● Aim: Recast the records below as a numbered list, from their start through the line that contains "[[573, 428], [503, 480], [252, 433], [897, 617]]", and omit blank lines. Leave the pictures out of the answer.
● ● ●
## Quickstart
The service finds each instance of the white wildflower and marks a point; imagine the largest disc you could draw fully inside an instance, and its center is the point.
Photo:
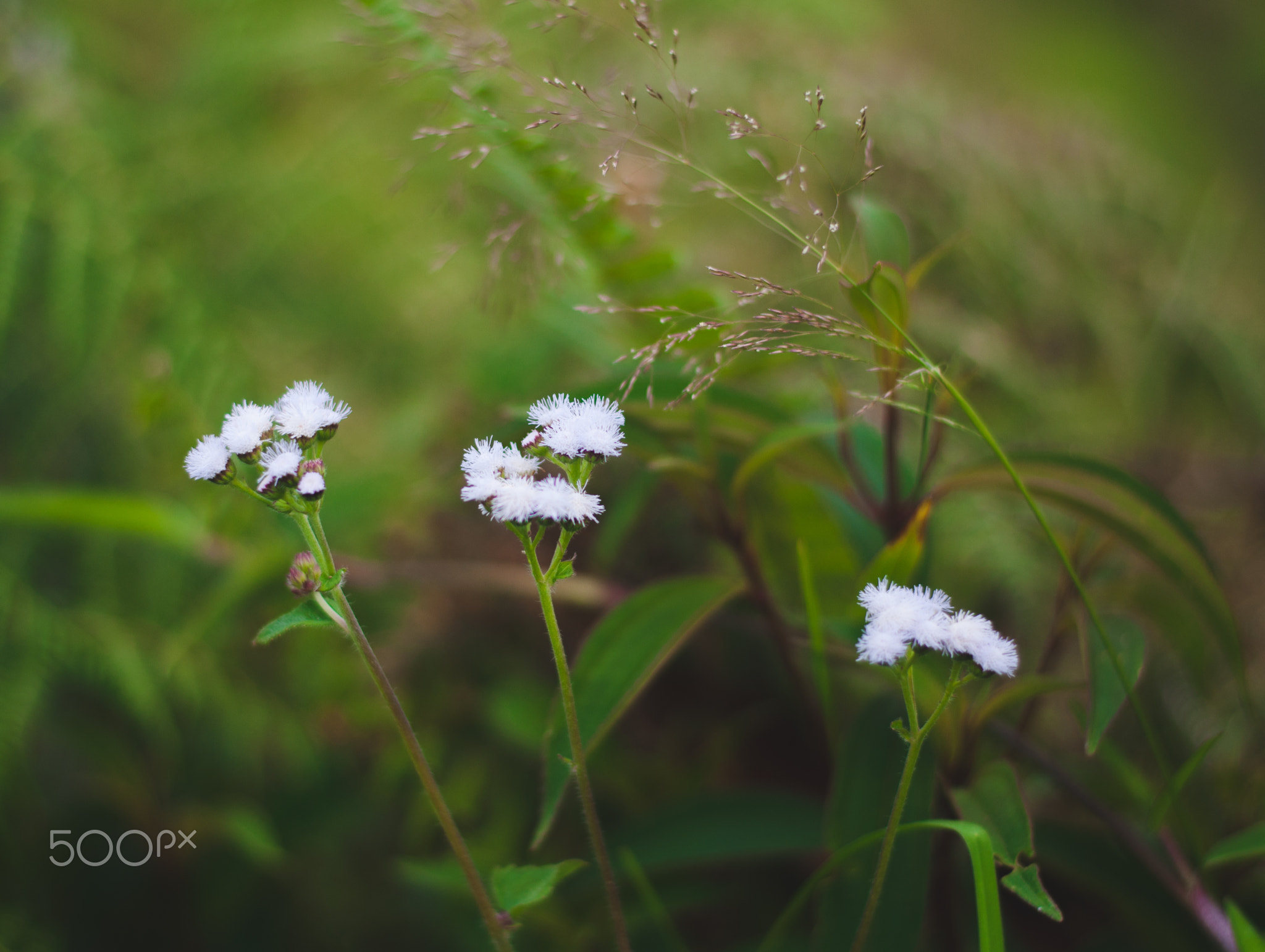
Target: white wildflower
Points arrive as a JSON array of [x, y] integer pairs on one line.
[[515, 501], [246, 428], [280, 461], [973, 635], [894, 614], [311, 486], [209, 459], [306, 409], [881, 646], [550, 410], [591, 428], [560, 501]]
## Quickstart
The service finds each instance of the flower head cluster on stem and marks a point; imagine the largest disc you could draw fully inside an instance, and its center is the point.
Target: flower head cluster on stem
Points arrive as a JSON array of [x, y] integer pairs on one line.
[[573, 435], [900, 619]]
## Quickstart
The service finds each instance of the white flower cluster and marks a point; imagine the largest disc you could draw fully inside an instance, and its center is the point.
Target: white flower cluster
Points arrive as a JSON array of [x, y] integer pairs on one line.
[[573, 428], [503, 480], [252, 433], [897, 617]]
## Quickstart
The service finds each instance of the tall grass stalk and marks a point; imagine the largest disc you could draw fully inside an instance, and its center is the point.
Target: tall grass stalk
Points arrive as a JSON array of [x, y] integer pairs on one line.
[[314, 534]]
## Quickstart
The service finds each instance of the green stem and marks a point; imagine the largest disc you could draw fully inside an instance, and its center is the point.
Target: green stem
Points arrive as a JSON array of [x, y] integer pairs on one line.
[[496, 930], [917, 736], [580, 762]]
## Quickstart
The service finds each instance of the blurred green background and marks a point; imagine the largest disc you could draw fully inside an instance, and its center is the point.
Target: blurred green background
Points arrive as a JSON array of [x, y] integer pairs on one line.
[[201, 203]]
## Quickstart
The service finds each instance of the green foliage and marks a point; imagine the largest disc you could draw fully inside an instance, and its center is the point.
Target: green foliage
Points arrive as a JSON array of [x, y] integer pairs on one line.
[[518, 887]]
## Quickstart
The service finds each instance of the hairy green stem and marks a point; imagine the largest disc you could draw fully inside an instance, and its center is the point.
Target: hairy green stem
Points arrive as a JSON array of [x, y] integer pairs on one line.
[[315, 538], [917, 736], [580, 762]]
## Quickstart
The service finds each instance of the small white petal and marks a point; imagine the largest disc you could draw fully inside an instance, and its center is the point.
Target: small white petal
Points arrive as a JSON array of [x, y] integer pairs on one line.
[[281, 459], [306, 409], [208, 459], [245, 428], [311, 485]]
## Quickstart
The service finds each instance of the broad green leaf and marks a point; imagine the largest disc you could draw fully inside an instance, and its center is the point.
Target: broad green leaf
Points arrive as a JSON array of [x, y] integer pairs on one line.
[[1178, 780], [1025, 882], [883, 295], [106, 512], [626, 649], [786, 512], [518, 887], [1248, 937], [1107, 695], [994, 803], [306, 614], [1245, 845], [723, 827], [865, 775], [1135, 512], [988, 903], [883, 232]]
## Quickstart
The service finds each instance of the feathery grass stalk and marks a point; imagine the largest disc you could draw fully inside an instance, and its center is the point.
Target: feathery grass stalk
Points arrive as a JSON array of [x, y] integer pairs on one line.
[[544, 580], [314, 534], [916, 738]]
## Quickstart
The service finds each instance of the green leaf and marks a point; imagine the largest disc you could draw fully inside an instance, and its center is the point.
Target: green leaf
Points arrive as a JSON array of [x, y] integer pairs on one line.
[[518, 887], [988, 904], [1107, 695], [723, 827], [1138, 514], [994, 803], [306, 614], [626, 649], [1248, 937], [1245, 845], [1025, 882], [107, 512], [1179, 779], [883, 232]]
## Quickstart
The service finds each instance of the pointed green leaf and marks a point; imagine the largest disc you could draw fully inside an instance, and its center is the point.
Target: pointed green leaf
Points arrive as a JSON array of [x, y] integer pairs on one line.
● ● ●
● Correct result:
1. ## Quickstart
2. The service finds each instance of the white wildflower and marks a point; imagine the largest disc you could draw fully inside an instance, and its center is the point.
3. Photo:
4. Target: white wildflower
5. Points arrive as a JSON array of [x, y] integer pairs on one line.
6. [[515, 501], [246, 428], [280, 461], [973, 635], [894, 614], [311, 486], [209, 459], [306, 409], [881, 646], [550, 410], [591, 428], [560, 501]]
7. ## Quickstart
8. The service finds each instance of the flower head cluster on stem and marks a point; imagine the largest disc you could draw fully inside an instance, and its center is the point.
9. Target: flower head cluster on stem
10. Points arrive as a JSON array of [x, y] integer pairs on one line.
11. [[573, 435], [900, 619]]
12. ## Quickstart
13. The service finds each instance of the white flower cluster and marks a point; imagine the largest disc you could draw fully inside an instance, and its center is the point.
14. Target: white flower cluster
15. Points arrive as a JSON array of [x, y] integer pairs on one line.
16. [[573, 428], [503, 480], [252, 433], [897, 617]]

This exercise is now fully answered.